* To do
[A] Please write out the stretch of the Textile-Contact passage from "In 1989, the" through "sell them himself.", keeping every word as it stands.
[B] According to the Textile-Contact passage, what model of sewing machine did Sokolovskyi and his wife receive as a wedding present?

* Text
☆ ☆ ☆ ☆ ☆ ☆ ☆
Textile-Contact is the largest operator on Ukraine’s textile market. The group has divisions that import, manufacture and trade fabrics, haberdashery, workwear and accessories. The group consists of 12 manufacturing enterprises in Ukraine, retail outlets, and an online store. There are over 30,000 fabrics in the range.

Starting out: selling handmade blouses

Sokolovskyi, a welding engineer by trade, started out in business in Mariupol by selling clothes made by his wife, Olena. Their parents had given them a sewing machine – a Chaika-132 – as a wedding present. “In the late 1980s, the cooperative movement began [when thanks to Gorbachev’s reforms, it became possible to run a small business in the Soviet Union – ed.]. My wife was good at making her own clothes, and we realised we could make them for others. There was a huge shortage of consumer goods in those days,” says Sokolovskyi.

In 1989, the couple moved to Kyiv, and Sokolovskyi’s wife taught him how to sew women’s blouses in popular designs. He would sew 20 blouses in the evenings after his main work and at weekends, then sell them himself.

“An engineer’s salary was 200 roubles a month, and I used to earn 800 roubles selling blouses. My parents were engineers too, and we lived modestly, so I could only have dreamed of earning that kind of money,” the businessman recalls.
☆ ☆ ☆ ☆ ☆ ☆ ☆
* Excerpted data
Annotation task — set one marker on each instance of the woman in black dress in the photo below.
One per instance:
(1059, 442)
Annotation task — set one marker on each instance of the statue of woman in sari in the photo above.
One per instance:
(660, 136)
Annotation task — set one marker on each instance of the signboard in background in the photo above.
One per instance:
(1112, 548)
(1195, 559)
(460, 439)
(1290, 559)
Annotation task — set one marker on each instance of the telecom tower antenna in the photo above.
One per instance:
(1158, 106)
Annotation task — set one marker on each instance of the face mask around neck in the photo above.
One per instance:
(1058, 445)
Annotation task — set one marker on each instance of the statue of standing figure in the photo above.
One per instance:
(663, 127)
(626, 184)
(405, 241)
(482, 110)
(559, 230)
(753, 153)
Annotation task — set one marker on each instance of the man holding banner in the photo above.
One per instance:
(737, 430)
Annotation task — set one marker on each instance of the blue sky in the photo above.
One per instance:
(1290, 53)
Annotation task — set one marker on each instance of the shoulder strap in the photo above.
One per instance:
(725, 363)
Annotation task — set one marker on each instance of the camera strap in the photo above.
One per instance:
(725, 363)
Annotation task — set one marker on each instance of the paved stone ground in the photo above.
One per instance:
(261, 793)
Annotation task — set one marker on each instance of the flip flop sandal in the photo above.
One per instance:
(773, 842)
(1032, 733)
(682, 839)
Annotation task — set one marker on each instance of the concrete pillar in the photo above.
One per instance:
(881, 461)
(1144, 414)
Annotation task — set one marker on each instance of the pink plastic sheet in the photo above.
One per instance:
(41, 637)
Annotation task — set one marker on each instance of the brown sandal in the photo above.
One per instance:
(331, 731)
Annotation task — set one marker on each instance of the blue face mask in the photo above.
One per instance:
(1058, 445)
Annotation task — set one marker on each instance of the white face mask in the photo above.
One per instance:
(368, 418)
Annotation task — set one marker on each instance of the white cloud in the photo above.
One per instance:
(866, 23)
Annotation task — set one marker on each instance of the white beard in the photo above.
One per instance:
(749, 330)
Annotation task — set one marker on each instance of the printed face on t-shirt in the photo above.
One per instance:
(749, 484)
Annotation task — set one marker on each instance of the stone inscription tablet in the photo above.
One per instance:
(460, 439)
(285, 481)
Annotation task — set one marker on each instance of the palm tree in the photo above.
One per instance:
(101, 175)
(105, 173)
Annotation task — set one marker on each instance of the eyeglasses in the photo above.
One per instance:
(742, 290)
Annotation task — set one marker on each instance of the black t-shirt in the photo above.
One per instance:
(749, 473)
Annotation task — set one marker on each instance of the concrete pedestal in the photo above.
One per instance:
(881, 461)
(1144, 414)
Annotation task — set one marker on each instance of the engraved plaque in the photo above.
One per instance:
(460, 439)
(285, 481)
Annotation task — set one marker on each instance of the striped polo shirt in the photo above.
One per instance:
☆ ☆ ☆ ☆ ☆ ☆ ☆
* Answers to the exercise
[A]
In 1989, the couple moved to Kyiv, and Sokolovskyi’s wife taught him how to sew women’s blouses in popular designs. He would sew 20 blouses in the evenings after his main work and at weekends, then sell them himself.

[B] A Chaika-132.